TEXT PASSAGE:
-- Opening Marker --

Stranger Than Fiction: 15 Stories About Gianni Versace's Murderer
Fashion

Stranger Than Fiction: 15 Stories About Gianni Versace's Murderer

By Christopher Barnard

With the premiere of The Assassination of Gianni Versace: American Crime Story this evening, we take a look at some of the more bizarre moments from Maureen Orth's Vulgar Favors, the book upon which the hotly anticipated Ryan Murphy series is mostly based.

Related | Versace Calls 'American Crime Story' Season a 'Work of Fiction'

Orth's 1999 chronicle, which the Versace family have, along with the series, called an unauthorized "work of fiction," is a deeply reported record of Andrew Cunanan's murderous swath across the five states in the summer of 1997. After murdering Jeff Trail, David Madson, Lee Miglin, William Reese, and most infamously Gianni Versace, Andrew Cunanan took his own life in July.

The grisly details from the murders aside, there are moments in Orth's teling that are truly unbelievable; for instance, while Cunanan was on the lam, instead of laying low while staying in New York, he treated himself to the aptly titled Liar, Liar at a Chelsea movie theater or that he was a big fan of brutally violent Pulp Fiction. He also partied with Lisa Kudrow who was a friend of a friend, so to speak, just months before his killing spree. Orth, who claims Cunanan may have called her while she was reporting the story for Vanity Fair and the killer was still alive, stands by the facts of her book despite the repeated denials of the Versace family.

-- Closing Marker --

REQUIRED WORK:
**A)** Reproduce the article about Gianni Versace's murderer from "With the premiere" through "life in July.".
**B)** Please continue the article about Gianni Versace's murderer, starting after its last sentence.
The records come from a different source than the article.

STUDY MATERIAL:

-- Opening Marker --

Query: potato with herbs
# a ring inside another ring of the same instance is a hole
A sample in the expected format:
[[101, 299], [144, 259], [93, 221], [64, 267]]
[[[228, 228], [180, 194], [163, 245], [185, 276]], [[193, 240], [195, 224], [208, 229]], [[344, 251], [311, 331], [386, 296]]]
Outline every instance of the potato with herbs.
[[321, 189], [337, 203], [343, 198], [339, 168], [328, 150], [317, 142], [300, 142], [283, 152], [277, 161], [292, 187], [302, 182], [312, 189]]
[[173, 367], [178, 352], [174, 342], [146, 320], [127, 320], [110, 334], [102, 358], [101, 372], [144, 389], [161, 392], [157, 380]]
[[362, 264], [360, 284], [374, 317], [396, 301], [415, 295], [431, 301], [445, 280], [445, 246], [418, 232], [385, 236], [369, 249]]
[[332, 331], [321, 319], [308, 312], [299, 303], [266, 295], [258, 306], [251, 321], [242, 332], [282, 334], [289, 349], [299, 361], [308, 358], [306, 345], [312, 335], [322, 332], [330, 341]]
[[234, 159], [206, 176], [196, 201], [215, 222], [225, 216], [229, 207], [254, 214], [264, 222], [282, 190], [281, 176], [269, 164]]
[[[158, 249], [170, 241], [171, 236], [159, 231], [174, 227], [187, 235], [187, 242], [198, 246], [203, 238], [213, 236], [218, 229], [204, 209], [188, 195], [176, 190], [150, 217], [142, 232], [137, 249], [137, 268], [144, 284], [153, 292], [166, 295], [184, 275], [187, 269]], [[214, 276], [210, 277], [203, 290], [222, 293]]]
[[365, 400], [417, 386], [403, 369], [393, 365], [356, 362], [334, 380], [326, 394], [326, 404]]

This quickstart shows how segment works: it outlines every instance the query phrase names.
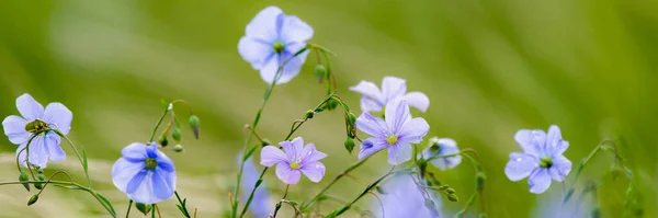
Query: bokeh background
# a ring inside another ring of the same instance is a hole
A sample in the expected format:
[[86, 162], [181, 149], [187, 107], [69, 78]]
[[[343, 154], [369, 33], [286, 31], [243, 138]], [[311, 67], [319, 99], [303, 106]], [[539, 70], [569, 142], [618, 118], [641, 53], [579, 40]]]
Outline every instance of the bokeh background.
[[[508, 153], [520, 150], [514, 133], [551, 124], [570, 141], [566, 156], [574, 167], [600, 140], [623, 139], [620, 148], [640, 188], [644, 217], [657, 216], [658, 2], [650, 0], [4, 0], [0, 116], [18, 114], [14, 100], [22, 93], [44, 104], [66, 104], [73, 112], [70, 137], [87, 149], [95, 187], [122, 214], [127, 200], [112, 185], [113, 161], [124, 146], [148, 139], [160, 99], [184, 99], [201, 117], [202, 137], [193, 140], [185, 130], [185, 151], [169, 152], [179, 192], [198, 208], [198, 217], [219, 217], [229, 208], [242, 126], [252, 121], [265, 88], [238, 55], [237, 43], [252, 16], [271, 4], [306, 21], [315, 28], [313, 43], [338, 54], [332, 67], [339, 94], [353, 108], [360, 96], [348, 88], [360, 80], [379, 83], [396, 76], [408, 80], [408, 90], [427, 93], [430, 110], [413, 113], [428, 119], [430, 136], [454, 138], [483, 157], [489, 217], [535, 217], [549, 199], [545, 196], [559, 195], [556, 183], [535, 195], [526, 181], [511, 182], [503, 173]], [[322, 99], [314, 62], [309, 56], [300, 76], [276, 87], [259, 127], [263, 137], [281, 140], [291, 123]], [[186, 116], [184, 107], [178, 110]], [[340, 113], [325, 113], [298, 131], [329, 153], [328, 170], [319, 185], [304, 179], [294, 186], [292, 199], [316, 193], [356, 161], [343, 149], [338, 121]], [[0, 181], [18, 176], [15, 148], [0, 140]], [[67, 151], [69, 161], [50, 164], [49, 172], [66, 169], [81, 180]], [[609, 153], [597, 156], [581, 181], [597, 180], [611, 162]], [[367, 181], [387, 169], [381, 153], [354, 174]], [[436, 173], [462, 199], [473, 192], [468, 162]], [[626, 184], [623, 179], [603, 183], [604, 217], [621, 217]], [[273, 196], [282, 194], [273, 171], [266, 185]], [[351, 199], [362, 188], [343, 180], [330, 194]], [[21, 186], [0, 186], [0, 217], [106, 216], [86, 193], [52, 187], [27, 207], [30, 196]], [[360, 206], [371, 208], [372, 200]], [[464, 202], [443, 200], [442, 207], [451, 214]], [[164, 217], [179, 216], [173, 199], [161, 208]]]

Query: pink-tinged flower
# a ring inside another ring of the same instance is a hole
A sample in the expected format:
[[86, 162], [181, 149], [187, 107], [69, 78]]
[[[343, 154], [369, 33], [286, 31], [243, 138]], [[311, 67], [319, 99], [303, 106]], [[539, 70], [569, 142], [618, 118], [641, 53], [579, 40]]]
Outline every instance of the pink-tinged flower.
[[397, 77], [384, 77], [382, 80], [382, 90], [370, 81], [362, 80], [359, 84], [351, 87], [350, 90], [363, 94], [361, 97], [361, 110], [364, 112], [378, 112], [388, 104], [388, 102], [402, 97], [407, 100], [409, 106], [426, 112], [430, 106], [430, 99], [422, 92], [407, 93], [407, 81]]
[[386, 121], [367, 112], [356, 118], [356, 128], [372, 136], [361, 142], [359, 159], [388, 148], [388, 163], [397, 165], [411, 159], [411, 144], [420, 144], [430, 125], [423, 118], [412, 118], [404, 99], [388, 102], [384, 113]]
[[552, 179], [563, 182], [571, 171], [571, 161], [563, 154], [569, 142], [563, 140], [559, 127], [552, 125], [548, 135], [542, 129], [521, 129], [514, 139], [523, 152], [510, 153], [504, 174], [511, 181], [529, 177], [531, 193], [544, 193]]
[[274, 146], [265, 146], [261, 151], [261, 164], [276, 165], [276, 176], [285, 184], [294, 185], [299, 182], [302, 173], [313, 182], [320, 182], [325, 176], [325, 164], [319, 160], [327, 154], [316, 150], [315, 145], [304, 146], [304, 139], [297, 137], [292, 141], [279, 144], [283, 151]]
[[274, 78], [279, 66], [306, 47], [306, 41], [311, 37], [313, 27], [304, 21], [286, 15], [276, 7], [268, 7], [247, 24], [238, 51], [253, 69], [260, 70], [265, 82], [283, 84], [299, 74], [308, 50], [287, 61], [279, 77]]
[[30, 163], [46, 168], [48, 160], [66, 160], [66, 153], [60, 147], [61, 139], [56, 133], [43, 131], [46, 129], [57, 129], [64, 135], [68, 135], [71, 128], [73, 114], [64, 104], [49, 103], [46, 108], [36, 102], [30, 94], [23, 94], [16, 99], [16, 108], [23, 117], [11, 115], [4, 118], [2, 126], [4, 135], [9, 141], [19, 145], [16, 154], [19, 162], [26, 164], [27, 141], [36, 133], [38, 134], [30, 142]]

-- Closing Marker --

PER-TASK ANSWERS:
**A)**
With the premiere of The Assassination of Gianni Versace: American Crime Story this evening, we take a look at some of the more bizarre moments from Maureen Orth's Vulgar Favors, the book upon which the hotly anticipated Ryan Murphy series is mostly based.

Related | Versace Calls 'American Crime Story' Season a 'Work of Fiction'

Orth's 1999 chronicle, which the Versace family have, along with the series, called an unauthorized "work of fiction," is a deeply reported record of Andrew Cunanan's murderous swath across the five states in the summer of 1997. After murdering Jeff Trail, David Madson, Lee Miglin, William Reese, and most infamously Gianni Versace, Andrew Cunanan took his own life in July.

**B)**
Was the life of Andrew Cunanan truly stranger than fiction? I guess it depends on who you ask.

- Cunanan's father, Peter, contended that JFK Jr. was perfect to play Andrew in the film he was putting together on his murderous son. "Their mannerisms are very, very close, almost the same," he said.

- A friend of Cunanan, Philip Merill, claimed that Cunanan would routinely joke about going on a "five state killing spree" if he found out he was HIV positive, years before his actual five state killing spree.

- He went to see Pulp Fiction in theaters with a friend, Jeff J. Buchman, who recalls Andrew clapping with glee at the over the top violence. "He screamed the most when the guy in the backseat got his head blown off."

- Often lying about jobs he had or high flying people in the movie industry, a particularly timely one for 1997 was claiming he was working on sets for the Titanic.

- The Mustang Spa, a gay bathhouse in the Northpark neighborhood of San Diego, was a known haunt of Cunanan's, though taking the steam was not what he came to do. The owner recalls Andrew would strangely come to watch Roseanne at 5 pm and eat from the free candy bowl.

- Obsessed with appearance and status, Cunanan's weight would fluctuate depending on his drug use (mostly crystal meth) or frequent bouts with depression. Friends remember during his less fit days, he would still go to the local gay nude beach in San Diego but would instead smoke cigars and scarf Oreo's and Doritos.

- S&M and sexually violent talk and fantasy were common with Andrew and a friend, Dominick Andreaocchio remembers him saying about guys he would see out, "He said stuff like, 'Oh I'd like to electrocute him.'"

- The February before his killing spree, he spent a lavish week in L.A., where he ended up partying with Lisa Kudrow and had dinner at her mother's house.

- After murdering Jeff Trail, David Madson, and Lee Miglin in Minnesota and Illinois, he fled west ending up in NYC. Instead of laying low, he checked out Jim Carey's Liar, Liar at a Chelsea movie theatre, evidenced by ticket stubs found in a vehicle he had used.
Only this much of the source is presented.